[START Listing]
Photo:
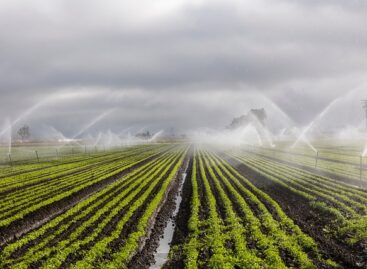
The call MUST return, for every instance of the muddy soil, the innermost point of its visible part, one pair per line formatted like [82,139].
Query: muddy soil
[309,220]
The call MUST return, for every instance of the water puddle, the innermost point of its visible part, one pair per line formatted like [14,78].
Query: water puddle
[161,255]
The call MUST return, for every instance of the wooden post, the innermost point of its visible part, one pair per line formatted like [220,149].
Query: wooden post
[317,158]
[38,159]
[360,167]
[10,160]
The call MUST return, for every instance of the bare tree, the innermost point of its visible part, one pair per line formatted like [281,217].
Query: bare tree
[24,132]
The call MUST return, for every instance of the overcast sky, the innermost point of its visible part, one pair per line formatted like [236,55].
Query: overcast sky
[177,63]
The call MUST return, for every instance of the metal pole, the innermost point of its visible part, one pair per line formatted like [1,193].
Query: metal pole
[317,158]
[360,167]
[38,159]
[11,162]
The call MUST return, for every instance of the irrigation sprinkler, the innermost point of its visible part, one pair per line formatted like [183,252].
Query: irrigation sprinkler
[38,159]
[317,158]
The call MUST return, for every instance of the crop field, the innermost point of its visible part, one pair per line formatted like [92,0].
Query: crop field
[238,208]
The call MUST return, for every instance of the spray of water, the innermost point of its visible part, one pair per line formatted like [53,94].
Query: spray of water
[156,135]
[92,123]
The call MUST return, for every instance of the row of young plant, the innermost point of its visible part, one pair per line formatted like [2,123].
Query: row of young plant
[349,170]
[257,236]
[346,204]
[86,232]
[17,169]
[63,183]
[347,201]
[33,176]
[17,204]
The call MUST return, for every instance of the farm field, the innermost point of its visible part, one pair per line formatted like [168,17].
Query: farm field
[239,208]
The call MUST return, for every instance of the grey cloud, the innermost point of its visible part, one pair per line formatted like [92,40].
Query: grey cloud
[302,54]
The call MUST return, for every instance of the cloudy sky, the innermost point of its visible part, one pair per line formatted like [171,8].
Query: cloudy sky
[177,63]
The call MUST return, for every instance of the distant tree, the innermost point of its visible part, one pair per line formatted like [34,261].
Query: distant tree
[24,132]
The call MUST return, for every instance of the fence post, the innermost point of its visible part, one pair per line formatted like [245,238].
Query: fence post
[317,158]
[10,160]
[38,159]
[360,167]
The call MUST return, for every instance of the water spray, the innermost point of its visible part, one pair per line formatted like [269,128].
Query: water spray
[317,159]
[END Listing]
▶ Requirement
Copy the data listing above word for word, including every line, and leave out the pictures.

▶ Solution to this task
Photo:
The call MUST return, for every instance of the muddy soil, the innermost point of its visible part, one pair per line formatted like [82,139].
Query: muddy soil
[309,220]
The call MUST return, for every instance of the water puddle, the innermost point of its visible part, one pair per line formatted like [14,78].
Query: water puddle
[161,255]
The call MUST return, for every instance of the wooden post, the innermost point of its visible part, one pair per line formatted like [220,149].
Query: wooden post
[317,158]
[38,159]
[360,167]
[10,160]
The call MUST return, for every instance of the bare tree, the innermost point of its visible part, one pair per line formatted like [281,217].
Query: bare tree
[24,132]
The call MUST return, for every instance of the overcast sky, the innermost point of its visible part, one pair per line formatted like [236,55].
Query: overcast sky
[177,63]
The call MUST return, for every instance of the metal pole, the innermost point of its visible part, one pair per line formatted like [1,193].
Query: metal pole
[317,158]
[360,167]
[38,159]
[11,162]
The call MUST return, for every instance of the irrigation sprinkler, the innermost point of its visible part, one pair per line formatted like [183,252].
Query: irrigation sprinkler
[38,159]
[317,158]
The call MUST return, for every instance of the crop field, the innermost point of its visible part, one pair per line formatted like [92,0].
Query: crop field
[238,208]
The call MUST return, for every instance of the spray of water, the innermost point of its visible part, one pair per line formatted like [53,94].
Query: spray of water
[156,135]
[92,123]
The call MUST return, for every instance of the row of young plant, the innermost point of its visible part, one pair per line formatted like [2,123].
Query: row of young plant
[349,170]
[257,236]
[346,204]
[86,232]
[17,169]
[63,183]
[347,201]
[33,176]
[17,204]
The call MUST return, for every instance of the farm field, the innermost point of its visible part, one pair per line formatted like [168,17].
Query: farm field
[239,208]
The call MUST return, for every instance of the grey cloud, the innermost point of its visible part, one pair per line formatted like [92,40].
Query: grey cloud
[302,54]
The call MUST return, for every instance of the cloudy sky, the innermost point of its visible part, one pair per line formatted like [171,8].
Query: cloudy sky
[177,63]
The call MUST return, for every instance of the distant tree, the innermost point of its visible part, one pair per line formatted like [34,261].
Query: distant tree
[24,132]
The call MUST return, for every instance of the fence post, the innermost point of its visible part, one pair per line formatted like [245,238].
Query: fence post
[317,158]
[10,160]
[38,159]
[360,167]
The call MUST return, for every instance of the water spray, the innermost point of its visible part, one pair per line formatted like [269,128].
Query: water spray
[317,159]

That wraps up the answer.